---------- LISTED RECORDS ----------
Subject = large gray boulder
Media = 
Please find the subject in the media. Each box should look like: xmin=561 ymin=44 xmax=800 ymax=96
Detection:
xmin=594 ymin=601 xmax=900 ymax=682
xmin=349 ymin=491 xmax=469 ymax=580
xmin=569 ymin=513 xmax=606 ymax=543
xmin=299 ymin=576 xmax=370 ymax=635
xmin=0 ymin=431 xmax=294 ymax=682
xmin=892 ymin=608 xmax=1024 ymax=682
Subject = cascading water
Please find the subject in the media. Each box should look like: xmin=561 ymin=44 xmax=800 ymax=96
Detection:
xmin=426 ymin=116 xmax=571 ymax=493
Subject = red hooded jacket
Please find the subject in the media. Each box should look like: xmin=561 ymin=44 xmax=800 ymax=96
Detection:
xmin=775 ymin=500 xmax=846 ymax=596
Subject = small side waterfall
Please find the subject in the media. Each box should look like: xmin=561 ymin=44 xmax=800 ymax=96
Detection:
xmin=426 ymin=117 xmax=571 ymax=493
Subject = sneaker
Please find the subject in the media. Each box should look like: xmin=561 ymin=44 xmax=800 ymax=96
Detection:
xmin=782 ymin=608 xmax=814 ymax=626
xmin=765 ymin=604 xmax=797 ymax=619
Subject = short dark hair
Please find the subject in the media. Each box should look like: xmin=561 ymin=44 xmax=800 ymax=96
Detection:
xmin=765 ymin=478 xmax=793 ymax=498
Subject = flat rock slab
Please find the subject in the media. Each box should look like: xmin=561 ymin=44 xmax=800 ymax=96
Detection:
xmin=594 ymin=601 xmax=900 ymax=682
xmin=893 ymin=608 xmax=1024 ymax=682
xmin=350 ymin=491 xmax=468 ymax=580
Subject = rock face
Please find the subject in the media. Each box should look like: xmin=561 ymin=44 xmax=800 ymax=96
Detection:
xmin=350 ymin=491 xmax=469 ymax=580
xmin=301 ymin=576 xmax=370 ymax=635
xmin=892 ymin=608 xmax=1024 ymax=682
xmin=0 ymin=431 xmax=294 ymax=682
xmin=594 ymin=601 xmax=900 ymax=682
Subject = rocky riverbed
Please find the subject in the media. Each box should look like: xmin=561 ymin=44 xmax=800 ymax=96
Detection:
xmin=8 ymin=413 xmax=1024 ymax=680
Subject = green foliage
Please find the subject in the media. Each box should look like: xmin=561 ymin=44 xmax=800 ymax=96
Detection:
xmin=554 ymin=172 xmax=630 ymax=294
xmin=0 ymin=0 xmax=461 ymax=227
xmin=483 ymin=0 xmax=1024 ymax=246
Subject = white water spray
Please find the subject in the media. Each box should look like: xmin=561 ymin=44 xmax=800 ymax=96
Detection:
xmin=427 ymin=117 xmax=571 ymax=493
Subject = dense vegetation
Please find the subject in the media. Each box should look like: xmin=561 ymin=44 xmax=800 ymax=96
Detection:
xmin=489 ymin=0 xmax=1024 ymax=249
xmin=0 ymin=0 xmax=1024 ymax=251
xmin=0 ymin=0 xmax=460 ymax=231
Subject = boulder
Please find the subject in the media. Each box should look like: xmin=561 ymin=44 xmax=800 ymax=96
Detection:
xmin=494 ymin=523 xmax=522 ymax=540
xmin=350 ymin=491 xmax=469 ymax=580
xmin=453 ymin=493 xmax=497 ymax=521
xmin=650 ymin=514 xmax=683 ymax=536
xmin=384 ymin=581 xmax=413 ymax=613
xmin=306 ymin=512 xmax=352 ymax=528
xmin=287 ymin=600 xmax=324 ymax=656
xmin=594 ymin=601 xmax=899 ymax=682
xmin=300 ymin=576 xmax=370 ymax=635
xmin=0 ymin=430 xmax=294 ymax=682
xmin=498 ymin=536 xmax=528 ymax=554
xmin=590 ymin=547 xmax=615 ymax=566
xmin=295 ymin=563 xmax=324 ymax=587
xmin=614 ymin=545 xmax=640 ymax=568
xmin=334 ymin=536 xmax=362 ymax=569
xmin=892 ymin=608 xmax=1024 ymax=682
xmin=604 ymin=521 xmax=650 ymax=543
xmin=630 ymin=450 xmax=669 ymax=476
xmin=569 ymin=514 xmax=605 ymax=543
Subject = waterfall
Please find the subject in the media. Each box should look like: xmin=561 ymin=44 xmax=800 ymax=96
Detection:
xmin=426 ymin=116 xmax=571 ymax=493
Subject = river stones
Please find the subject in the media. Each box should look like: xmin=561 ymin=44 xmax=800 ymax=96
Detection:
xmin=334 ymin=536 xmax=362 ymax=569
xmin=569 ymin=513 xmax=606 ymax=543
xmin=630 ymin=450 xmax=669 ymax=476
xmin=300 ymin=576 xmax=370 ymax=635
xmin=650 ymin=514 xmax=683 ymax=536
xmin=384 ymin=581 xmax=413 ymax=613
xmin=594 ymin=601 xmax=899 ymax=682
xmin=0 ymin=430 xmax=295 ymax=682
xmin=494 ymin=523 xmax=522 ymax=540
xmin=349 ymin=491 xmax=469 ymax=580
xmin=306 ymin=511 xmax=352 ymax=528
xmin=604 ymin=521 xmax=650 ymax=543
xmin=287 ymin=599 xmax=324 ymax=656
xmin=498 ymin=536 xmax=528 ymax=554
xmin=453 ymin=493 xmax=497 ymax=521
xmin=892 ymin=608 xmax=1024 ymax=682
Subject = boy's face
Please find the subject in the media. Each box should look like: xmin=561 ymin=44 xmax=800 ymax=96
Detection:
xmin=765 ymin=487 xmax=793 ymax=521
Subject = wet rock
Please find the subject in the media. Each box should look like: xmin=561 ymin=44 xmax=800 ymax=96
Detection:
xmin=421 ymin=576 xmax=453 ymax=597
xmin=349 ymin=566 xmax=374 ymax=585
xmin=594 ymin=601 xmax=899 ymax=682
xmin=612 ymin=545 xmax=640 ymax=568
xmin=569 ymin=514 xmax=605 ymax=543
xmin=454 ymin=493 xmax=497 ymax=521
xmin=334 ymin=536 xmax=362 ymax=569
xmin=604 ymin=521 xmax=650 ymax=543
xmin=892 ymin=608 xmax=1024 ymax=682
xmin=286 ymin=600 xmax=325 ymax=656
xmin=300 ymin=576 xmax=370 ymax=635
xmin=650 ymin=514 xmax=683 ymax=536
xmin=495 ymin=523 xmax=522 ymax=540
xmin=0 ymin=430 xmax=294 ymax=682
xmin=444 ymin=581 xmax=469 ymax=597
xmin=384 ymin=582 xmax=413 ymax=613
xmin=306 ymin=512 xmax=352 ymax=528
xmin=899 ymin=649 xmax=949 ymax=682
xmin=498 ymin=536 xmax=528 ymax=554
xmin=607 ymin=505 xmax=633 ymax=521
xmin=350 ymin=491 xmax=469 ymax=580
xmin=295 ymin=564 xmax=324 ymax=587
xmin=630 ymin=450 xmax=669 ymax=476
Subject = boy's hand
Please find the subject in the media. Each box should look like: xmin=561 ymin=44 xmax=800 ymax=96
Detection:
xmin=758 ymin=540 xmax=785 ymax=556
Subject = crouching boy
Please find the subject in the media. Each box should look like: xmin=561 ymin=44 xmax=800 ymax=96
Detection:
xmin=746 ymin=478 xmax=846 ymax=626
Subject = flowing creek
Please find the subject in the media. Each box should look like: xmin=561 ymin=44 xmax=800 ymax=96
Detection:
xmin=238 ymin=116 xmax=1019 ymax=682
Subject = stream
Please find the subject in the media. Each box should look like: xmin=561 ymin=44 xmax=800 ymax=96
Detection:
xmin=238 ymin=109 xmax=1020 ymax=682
----------
=== REQUEST ===
Could you rewrite the lines starting at the one containing "Subject = stream" and ending with the last of the items, replacing "stream" with "brook" and leaving everything else the same?

=== ANSWER TO THIS EXERCISE ===
Subject = brook
Please find the subject in the media. Each box should look like: xmin=561 ymin=44 xmax=800 ymax=96
Detection:
xmin=238 ymin=109 xmax=1020 ymax=682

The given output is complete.